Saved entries
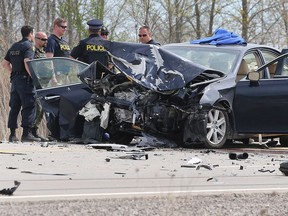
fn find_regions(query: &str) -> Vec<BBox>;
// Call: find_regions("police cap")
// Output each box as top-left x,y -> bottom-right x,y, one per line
87,19 -> 103,30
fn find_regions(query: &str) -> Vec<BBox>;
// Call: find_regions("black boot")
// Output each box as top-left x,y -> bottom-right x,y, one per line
21,127 -> 41,142
9,128 -> 19,142
31,127 -> 49,142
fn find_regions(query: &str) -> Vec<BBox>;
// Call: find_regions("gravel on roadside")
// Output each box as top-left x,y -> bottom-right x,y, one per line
1,191 -> 288,216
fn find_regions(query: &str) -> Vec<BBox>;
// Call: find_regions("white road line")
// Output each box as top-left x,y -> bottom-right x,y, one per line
1,188 -> 288,200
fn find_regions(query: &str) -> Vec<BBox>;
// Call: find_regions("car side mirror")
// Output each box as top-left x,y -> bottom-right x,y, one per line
247,71 -> 260,82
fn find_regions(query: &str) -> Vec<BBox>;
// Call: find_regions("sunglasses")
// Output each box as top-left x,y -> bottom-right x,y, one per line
36,37 -> 48,42
59,25 -> 67,29
138,34 -> 147,37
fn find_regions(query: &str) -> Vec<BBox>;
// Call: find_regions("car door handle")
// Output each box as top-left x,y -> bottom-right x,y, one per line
44,95 -> 60,101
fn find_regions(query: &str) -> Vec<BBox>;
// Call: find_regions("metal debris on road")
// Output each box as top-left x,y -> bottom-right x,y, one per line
196,164 -> 212,170
87,144 -> 128,151
181,164 -> 197,168
207,177 -> 218,182
229,152 -> 249,160
21,171 -> 73,176
40,142 -> 49,147
258,169 -> 275,173
116,152 -> 148,160
6,167 -> 18,170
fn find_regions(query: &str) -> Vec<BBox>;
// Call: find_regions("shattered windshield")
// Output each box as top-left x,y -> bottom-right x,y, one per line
162,45 -> 239,74
27,57 -> 88,89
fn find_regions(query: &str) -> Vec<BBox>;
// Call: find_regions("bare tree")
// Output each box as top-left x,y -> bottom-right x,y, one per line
20,0 -> 33,24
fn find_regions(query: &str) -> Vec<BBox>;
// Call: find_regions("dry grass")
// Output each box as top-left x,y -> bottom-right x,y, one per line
0,67 -> 47,141
0,67 -> 10,140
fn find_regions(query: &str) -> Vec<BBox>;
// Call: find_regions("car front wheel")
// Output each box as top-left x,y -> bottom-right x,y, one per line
203,105 -> 229,149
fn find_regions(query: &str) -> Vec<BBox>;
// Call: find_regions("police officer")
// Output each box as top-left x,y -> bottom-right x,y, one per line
71,19 -> 110,142
45,17 -> 71,85
100,26 -> 109,40
138,25 -> 161,46
1,25 -> 41,142
70,19 -> 109,65
45,17 -> 70,57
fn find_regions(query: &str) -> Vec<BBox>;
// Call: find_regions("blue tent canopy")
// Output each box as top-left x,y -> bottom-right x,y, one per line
191,28 -> 247,45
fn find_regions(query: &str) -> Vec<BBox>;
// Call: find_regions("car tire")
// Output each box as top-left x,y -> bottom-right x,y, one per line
203,104 -> 229,149
279,136 -> 288,147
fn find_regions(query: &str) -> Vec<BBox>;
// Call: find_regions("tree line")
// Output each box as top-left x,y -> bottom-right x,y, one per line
0,0 -> 288,57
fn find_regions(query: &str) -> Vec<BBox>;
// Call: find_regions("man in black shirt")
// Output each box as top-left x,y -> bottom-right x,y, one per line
2,25 -> 41,142
45,17 -> 70,58
138,25 -> 161,46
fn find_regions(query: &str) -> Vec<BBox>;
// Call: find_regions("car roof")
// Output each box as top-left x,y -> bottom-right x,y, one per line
162,42 -> 277,52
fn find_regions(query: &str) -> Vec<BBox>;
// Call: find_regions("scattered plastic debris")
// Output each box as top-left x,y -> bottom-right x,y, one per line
87,143 -> 128,150
207,177 -> 218,182
0,181 -> 21,196
229,152 -> 249,160
21,171 -> 73,176
258,168 -> 275,173
114,172 -> 126,177
6,167 -> 18,170
181,164 -> 197,168
116,152 -> 148,160
181,157 -> 202,168
41,142 -> 49,147
196,164 -> 212,170
187,157 -> 202,165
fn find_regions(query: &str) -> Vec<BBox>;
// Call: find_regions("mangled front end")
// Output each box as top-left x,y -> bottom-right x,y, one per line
78,41 -> 224,145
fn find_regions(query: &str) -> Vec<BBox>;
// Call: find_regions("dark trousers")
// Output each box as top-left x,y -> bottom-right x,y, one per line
8,74 -> 36,129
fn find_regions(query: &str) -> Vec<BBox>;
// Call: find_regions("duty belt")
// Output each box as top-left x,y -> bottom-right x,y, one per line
12,71 -> 27,75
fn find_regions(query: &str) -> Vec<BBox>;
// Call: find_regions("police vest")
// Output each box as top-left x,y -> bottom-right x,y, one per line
83,41 -> 108,66
51,35 -> 70,57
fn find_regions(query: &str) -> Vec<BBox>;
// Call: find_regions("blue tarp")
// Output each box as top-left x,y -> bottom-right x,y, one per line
191,28 -> 247,45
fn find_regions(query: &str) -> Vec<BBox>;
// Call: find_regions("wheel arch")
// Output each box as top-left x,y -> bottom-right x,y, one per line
214,99 -> 235,140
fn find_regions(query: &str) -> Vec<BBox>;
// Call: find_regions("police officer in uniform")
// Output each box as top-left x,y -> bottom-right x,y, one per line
1,25 -> 41,142
45,17 -> 71,86
71,19 -> 110,142
45,17 -> 70,57
70,19 -> 109,66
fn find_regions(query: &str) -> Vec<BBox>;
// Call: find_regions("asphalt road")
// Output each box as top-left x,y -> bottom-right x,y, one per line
1,141 -> 288,215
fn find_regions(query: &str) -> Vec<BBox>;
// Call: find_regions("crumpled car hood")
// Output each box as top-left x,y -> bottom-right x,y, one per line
79,41 -> 224,92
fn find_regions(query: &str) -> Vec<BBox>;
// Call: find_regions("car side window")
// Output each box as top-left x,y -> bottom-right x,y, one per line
243,53 -> 260,71
28,58 -> 88,89
244,52 -> 271,79
236,53 -> 261,82
262,51 -> 279,78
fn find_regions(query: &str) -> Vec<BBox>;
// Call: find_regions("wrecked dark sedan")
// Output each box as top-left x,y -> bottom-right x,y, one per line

### Exercise
Lines of the data above that include the string "blue" must each be copied.

### Response
// Call: find_regions("blue tent canopy")
// Call: find_regions("blue tarp")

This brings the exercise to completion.